Silouan the Athonite (Russian: Силуан Афонский) also sometimes referred to as Silouan of Athos, Saint Silvanus the Athonite or Staretz Silouan (January 17, 1866 – September 24, 1938) was an Eastern Orthodox monk of Russian origin, born Simeon Ivanovich Antonov who was a poet and monk of the St. Panteleimon Monastery.

Life

He was born Simeon Ivanovich Antonov, of Russian Orthodox parents who came from the village of Sovsk in Imperial Russia's Tambov Governorate. At the age of twenty-seven, after a period of military service in the Imperial Russian Army, he left his native Russia and came to the monastic state of Mount Athos (an autonomous peninsula in Greece) where he became a monk at the Monastery of St Panteleimon, known as "Rossikon", an Orthodox monastery that houses Russian monks yet is, as all the Athonite monasteries, under the jurisdiction of the Patriarch of Constantinople. There, was given the name Silouan (the Russian version of the Biblical name Silvanus).

An ardent ascetic, he received the grace of unceasing prayer and saw Christ in a vision. After long years of spiritual trial, he acquired great humility and inner stillness. He prayed and wept for the whole world as for himself, and he put the highest value on love for enemies. He became widely known as an elder. St Silouan died on September 24, 1938. His memory is celebrated on September 24.

- [Task requirements]:
a. Reproduce word for word a portion of the Silouan the Athonite biography. Begin at the words "An ardent ascetic, he" and stop after "on September 24.".
b. According to the Silouan the Athonite biography, how old was he when he left Russia and came to Mount Athos?

- [Supplied entries]:
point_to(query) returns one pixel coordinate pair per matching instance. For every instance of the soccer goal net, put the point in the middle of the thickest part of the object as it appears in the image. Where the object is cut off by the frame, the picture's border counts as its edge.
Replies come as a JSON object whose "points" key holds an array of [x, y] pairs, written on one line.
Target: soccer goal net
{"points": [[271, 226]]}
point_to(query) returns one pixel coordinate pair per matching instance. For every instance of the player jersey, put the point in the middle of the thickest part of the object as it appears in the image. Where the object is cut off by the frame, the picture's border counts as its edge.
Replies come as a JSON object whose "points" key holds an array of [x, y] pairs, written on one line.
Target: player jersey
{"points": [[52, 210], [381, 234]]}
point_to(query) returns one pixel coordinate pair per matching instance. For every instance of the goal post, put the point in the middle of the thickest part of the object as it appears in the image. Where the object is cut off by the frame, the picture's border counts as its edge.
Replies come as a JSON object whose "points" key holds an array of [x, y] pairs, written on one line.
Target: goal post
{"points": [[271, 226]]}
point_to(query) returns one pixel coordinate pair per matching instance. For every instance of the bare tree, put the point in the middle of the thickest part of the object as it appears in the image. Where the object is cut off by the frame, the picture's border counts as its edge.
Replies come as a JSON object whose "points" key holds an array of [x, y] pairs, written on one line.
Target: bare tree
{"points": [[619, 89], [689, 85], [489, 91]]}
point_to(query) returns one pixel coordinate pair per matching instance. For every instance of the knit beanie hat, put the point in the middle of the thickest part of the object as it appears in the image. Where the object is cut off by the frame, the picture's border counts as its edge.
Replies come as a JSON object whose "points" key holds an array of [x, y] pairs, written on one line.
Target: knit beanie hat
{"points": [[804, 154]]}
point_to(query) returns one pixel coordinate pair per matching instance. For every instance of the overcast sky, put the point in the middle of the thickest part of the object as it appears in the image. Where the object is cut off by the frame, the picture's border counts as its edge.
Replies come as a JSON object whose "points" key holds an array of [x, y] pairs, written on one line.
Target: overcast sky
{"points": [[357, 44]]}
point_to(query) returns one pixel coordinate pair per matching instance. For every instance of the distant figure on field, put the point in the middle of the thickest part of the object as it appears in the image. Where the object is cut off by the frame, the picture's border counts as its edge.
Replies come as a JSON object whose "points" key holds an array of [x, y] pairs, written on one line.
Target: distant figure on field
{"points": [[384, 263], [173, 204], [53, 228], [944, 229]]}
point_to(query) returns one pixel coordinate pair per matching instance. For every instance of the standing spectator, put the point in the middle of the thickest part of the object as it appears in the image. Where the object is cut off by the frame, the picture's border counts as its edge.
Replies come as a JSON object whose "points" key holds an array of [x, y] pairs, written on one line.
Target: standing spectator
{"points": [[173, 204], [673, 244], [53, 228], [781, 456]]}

- [Problem solutions]:
a.
An ardent ascetic, he received the grace of unceasing prayer and saw Christ in a vision. After long years of spiritual trial, he acquired great humility and inner stillness. He prayed and wept for the whole world as for himself, and he put the highest value on love for enemies. He became widely known as an elder. St Silouan died on September 24, 1938. His memory is celebrated on September 24.

b. Twenty-seven.